— Begin THE DATA —
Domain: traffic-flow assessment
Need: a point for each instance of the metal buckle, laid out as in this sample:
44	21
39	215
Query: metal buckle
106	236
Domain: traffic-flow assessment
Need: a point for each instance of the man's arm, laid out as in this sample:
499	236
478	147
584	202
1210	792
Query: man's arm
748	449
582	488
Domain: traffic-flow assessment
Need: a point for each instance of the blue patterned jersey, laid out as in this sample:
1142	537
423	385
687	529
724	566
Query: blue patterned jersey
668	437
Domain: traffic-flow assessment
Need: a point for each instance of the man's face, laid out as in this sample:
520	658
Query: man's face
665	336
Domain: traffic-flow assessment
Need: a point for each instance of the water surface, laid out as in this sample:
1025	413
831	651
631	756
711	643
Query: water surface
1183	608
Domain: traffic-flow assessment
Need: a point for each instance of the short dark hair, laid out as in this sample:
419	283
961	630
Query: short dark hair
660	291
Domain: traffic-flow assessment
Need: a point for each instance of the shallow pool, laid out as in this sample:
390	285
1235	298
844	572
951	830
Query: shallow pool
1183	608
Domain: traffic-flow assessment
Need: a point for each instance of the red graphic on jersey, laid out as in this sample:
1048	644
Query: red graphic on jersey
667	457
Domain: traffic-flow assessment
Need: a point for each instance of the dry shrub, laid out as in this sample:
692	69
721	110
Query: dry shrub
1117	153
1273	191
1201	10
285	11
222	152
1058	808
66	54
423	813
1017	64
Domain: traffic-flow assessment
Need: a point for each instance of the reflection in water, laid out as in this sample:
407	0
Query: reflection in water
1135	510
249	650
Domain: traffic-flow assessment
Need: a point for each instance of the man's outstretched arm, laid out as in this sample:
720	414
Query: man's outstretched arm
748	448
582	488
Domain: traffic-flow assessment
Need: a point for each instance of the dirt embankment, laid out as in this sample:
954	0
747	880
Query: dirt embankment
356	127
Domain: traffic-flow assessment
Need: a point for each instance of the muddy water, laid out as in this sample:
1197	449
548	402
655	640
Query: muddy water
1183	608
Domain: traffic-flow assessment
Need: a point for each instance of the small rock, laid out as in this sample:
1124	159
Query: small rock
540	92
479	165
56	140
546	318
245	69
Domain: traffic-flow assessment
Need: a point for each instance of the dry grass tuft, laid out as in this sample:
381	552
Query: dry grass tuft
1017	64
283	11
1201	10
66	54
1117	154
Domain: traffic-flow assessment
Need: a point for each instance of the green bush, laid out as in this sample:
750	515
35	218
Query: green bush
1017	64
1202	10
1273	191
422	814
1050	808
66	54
— End THE DATA —
— Begin THE DATA —
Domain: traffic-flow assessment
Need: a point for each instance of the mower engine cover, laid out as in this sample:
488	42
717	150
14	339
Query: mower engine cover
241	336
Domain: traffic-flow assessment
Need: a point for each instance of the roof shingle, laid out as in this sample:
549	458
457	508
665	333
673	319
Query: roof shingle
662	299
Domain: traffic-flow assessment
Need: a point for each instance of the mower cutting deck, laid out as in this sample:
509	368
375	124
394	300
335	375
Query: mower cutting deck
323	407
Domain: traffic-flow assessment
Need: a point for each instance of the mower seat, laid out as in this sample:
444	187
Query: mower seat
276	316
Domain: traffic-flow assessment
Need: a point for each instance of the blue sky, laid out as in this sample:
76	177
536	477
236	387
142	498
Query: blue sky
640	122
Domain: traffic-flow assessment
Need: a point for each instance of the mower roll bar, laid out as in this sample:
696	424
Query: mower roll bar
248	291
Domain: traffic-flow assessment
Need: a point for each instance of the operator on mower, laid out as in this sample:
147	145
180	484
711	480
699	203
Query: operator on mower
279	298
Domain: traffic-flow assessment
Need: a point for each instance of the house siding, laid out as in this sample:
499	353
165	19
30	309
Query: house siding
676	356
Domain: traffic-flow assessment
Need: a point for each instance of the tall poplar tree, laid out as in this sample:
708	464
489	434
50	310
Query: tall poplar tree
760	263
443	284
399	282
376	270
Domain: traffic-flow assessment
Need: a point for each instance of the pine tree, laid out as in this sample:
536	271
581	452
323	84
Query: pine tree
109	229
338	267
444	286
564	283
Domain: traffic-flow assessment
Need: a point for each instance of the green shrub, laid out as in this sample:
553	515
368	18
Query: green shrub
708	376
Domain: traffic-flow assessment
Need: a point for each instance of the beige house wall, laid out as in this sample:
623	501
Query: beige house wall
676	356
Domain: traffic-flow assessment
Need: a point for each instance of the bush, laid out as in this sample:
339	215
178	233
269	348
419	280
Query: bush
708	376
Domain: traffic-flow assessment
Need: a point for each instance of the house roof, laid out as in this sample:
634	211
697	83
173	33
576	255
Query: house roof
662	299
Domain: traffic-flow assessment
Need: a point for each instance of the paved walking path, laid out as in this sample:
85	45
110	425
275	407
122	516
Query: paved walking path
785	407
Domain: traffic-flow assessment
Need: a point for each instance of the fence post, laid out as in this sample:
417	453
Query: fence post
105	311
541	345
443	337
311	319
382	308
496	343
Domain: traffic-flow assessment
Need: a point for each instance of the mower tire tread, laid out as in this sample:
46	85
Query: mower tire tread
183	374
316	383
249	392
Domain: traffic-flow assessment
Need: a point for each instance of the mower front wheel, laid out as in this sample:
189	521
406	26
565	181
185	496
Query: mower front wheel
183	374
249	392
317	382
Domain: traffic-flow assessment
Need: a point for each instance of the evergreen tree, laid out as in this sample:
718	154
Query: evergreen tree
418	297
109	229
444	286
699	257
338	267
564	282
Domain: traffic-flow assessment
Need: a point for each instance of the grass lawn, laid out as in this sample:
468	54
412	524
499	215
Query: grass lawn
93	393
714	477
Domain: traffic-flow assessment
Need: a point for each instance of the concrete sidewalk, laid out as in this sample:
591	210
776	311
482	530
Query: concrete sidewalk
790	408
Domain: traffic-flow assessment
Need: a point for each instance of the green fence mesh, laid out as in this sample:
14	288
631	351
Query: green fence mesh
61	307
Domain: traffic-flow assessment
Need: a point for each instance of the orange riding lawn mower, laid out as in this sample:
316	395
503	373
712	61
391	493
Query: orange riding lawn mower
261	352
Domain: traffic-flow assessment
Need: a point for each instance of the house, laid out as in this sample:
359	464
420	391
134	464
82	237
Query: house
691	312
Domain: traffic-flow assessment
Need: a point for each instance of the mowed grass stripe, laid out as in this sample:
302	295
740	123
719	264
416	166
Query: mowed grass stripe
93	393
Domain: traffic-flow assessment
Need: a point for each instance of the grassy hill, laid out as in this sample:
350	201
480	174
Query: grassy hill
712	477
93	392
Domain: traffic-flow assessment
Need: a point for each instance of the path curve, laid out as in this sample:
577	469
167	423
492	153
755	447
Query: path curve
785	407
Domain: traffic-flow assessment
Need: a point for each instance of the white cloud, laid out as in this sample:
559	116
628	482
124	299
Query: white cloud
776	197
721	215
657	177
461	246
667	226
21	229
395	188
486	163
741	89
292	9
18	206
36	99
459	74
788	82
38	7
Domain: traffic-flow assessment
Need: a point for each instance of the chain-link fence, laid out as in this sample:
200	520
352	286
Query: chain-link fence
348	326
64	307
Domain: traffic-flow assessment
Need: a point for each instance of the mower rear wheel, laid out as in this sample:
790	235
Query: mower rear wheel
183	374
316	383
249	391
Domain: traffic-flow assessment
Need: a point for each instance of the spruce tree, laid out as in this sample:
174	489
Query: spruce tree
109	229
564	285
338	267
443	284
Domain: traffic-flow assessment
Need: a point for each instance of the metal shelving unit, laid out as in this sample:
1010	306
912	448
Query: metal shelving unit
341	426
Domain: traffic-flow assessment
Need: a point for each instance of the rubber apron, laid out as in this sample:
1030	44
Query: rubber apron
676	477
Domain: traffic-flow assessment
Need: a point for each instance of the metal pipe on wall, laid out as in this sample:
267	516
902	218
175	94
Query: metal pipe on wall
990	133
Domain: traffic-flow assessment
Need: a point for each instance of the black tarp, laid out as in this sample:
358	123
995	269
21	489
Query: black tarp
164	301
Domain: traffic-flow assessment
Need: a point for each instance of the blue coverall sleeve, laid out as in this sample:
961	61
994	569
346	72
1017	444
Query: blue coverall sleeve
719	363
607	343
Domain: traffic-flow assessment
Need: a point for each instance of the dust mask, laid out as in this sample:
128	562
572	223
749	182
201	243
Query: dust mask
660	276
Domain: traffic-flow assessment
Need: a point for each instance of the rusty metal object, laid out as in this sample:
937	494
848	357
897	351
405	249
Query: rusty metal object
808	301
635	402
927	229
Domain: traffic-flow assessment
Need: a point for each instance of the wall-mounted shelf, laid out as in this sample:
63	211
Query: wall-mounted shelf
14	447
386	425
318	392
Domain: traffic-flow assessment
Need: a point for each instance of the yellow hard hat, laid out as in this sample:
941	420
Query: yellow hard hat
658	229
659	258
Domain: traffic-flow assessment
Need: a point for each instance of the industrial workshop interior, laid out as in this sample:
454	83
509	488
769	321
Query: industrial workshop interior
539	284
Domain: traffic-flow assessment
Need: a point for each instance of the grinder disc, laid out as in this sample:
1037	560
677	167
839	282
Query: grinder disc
— End THE DATA —
# WHAT YOU HAVE TO DO
Please collect every line of the listing above that contains the string "shelving".

# ANSWER FOR THIS EXERCISE
Need: a point for each instance of the metal shelving unit, laid out as in this sample:
Query: metal shelving unit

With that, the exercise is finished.